▸ **Aim of the task**
Copy the items below verbatim, beginning at the line that contains "Point out the construction" and stopping after the line that contains "x=132, y=397".

▸ **Records for this task**

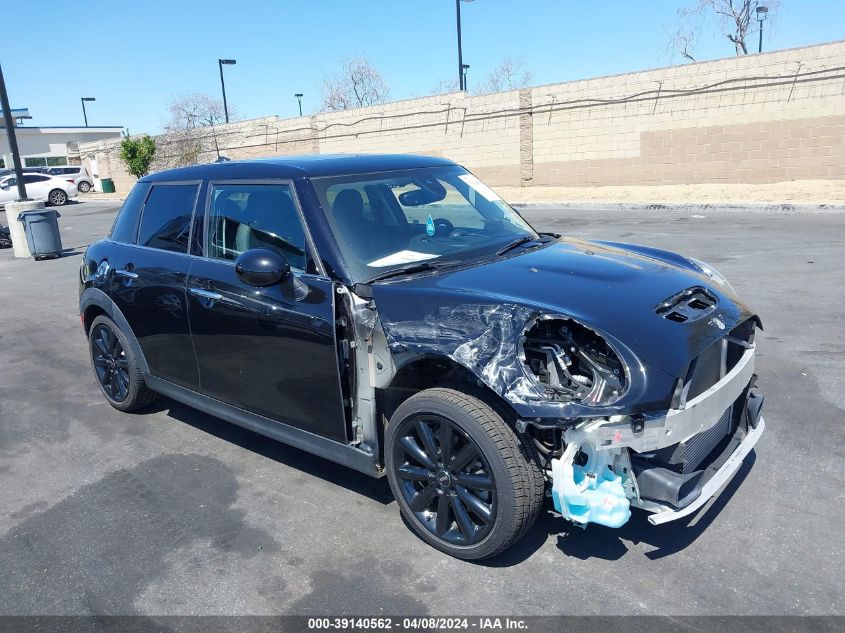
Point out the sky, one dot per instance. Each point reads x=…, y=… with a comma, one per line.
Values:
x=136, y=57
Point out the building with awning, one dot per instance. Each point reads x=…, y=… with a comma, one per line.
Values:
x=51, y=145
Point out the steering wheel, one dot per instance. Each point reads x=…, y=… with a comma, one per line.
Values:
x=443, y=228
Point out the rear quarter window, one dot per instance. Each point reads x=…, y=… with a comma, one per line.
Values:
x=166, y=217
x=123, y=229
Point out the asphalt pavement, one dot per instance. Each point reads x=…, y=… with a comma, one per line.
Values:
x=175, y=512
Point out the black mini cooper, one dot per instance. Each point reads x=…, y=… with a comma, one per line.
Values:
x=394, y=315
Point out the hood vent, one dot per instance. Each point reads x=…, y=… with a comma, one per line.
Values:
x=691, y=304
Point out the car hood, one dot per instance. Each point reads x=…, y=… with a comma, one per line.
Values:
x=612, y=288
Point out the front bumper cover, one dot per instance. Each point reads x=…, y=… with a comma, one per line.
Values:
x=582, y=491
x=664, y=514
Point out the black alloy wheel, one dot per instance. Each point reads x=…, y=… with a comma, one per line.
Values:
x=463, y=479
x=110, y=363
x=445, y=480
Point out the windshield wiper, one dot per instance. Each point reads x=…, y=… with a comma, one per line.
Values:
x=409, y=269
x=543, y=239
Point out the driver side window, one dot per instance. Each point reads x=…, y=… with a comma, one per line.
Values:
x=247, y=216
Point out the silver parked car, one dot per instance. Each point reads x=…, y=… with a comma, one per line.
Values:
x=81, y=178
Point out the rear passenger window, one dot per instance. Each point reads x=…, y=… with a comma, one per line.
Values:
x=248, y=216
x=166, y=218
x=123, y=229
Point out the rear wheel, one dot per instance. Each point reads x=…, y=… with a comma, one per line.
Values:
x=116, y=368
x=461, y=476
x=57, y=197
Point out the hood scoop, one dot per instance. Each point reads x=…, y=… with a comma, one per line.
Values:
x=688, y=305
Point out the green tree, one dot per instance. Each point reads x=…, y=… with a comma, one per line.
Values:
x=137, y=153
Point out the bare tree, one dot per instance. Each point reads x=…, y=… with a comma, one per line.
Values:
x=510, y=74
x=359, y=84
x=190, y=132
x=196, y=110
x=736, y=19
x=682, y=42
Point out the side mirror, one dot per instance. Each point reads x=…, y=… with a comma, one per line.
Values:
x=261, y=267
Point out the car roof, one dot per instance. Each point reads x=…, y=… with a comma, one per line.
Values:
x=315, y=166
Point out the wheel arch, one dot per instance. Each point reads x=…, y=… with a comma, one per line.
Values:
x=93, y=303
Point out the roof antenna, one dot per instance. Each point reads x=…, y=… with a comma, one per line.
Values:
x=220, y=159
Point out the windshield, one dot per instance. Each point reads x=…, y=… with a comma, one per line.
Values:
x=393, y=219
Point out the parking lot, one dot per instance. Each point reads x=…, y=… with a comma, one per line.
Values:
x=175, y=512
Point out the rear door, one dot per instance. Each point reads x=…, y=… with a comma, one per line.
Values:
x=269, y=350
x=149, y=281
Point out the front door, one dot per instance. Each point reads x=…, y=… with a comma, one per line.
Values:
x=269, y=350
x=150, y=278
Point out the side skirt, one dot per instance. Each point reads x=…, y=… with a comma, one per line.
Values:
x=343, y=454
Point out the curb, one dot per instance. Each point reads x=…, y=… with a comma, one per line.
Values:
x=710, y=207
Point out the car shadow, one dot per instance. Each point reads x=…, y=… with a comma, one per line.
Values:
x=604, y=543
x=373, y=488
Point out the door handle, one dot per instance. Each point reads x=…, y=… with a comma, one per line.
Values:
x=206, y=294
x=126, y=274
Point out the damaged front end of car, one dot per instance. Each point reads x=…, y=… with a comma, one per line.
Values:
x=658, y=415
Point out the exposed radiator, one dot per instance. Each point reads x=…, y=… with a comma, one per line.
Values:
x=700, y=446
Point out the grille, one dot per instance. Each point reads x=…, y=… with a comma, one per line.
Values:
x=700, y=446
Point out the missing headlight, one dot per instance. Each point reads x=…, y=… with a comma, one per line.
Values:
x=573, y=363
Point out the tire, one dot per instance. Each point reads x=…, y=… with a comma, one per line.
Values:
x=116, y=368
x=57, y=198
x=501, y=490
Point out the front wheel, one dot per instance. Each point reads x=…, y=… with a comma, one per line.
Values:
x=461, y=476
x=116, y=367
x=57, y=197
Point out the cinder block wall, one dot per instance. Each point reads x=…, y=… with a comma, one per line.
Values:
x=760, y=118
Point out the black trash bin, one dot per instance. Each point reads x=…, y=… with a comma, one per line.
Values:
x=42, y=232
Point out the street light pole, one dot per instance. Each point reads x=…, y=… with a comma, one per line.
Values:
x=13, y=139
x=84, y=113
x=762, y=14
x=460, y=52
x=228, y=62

--

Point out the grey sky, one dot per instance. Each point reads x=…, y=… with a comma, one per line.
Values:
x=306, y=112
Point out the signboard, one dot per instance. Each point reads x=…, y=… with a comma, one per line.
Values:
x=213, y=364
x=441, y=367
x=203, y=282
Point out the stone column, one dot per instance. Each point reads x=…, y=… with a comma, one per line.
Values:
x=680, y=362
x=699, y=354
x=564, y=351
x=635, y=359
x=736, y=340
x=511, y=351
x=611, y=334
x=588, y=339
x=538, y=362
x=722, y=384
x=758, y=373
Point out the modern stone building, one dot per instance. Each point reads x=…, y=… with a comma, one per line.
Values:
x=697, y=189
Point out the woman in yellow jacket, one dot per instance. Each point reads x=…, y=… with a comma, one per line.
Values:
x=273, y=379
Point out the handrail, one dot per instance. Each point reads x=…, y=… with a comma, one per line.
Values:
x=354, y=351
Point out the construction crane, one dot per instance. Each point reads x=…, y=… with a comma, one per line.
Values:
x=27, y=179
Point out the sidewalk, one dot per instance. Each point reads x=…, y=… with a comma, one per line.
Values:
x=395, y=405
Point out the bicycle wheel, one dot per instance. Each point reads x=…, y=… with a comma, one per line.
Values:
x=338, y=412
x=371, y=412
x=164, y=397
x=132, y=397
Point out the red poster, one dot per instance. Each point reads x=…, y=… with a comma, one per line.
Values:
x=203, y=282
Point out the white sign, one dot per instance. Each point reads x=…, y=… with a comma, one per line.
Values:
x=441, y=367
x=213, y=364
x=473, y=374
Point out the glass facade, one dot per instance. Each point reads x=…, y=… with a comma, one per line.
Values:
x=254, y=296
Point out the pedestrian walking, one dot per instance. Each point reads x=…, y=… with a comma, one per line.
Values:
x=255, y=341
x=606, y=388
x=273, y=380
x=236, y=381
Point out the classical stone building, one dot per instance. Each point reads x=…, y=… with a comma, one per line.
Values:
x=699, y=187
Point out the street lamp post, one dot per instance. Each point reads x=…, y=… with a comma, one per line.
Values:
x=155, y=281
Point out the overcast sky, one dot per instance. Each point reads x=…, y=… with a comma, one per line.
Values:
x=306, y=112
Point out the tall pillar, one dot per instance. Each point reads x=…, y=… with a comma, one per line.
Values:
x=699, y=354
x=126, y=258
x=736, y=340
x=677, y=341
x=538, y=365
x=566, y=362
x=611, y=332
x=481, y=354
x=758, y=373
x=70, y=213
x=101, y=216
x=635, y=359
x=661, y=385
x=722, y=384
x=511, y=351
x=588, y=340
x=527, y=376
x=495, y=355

▸ **Correct result**
Point out the construction crane, one dot per instance. Each point reads x=…, y=… with a comma, one per line.
Values:
x=27, y=179
Point out the sidewalk, one dot per instance. Each point reads x=…, y=… with a comma, one per line.
Values:
x=395, y=405
Point out the bicycle wheel, one dot per instance. Each point reads x=…, y=… with a comma, one per line.
Values:
x=338, y=412
x=371, y=412
x=164, y=397
x=132, y=397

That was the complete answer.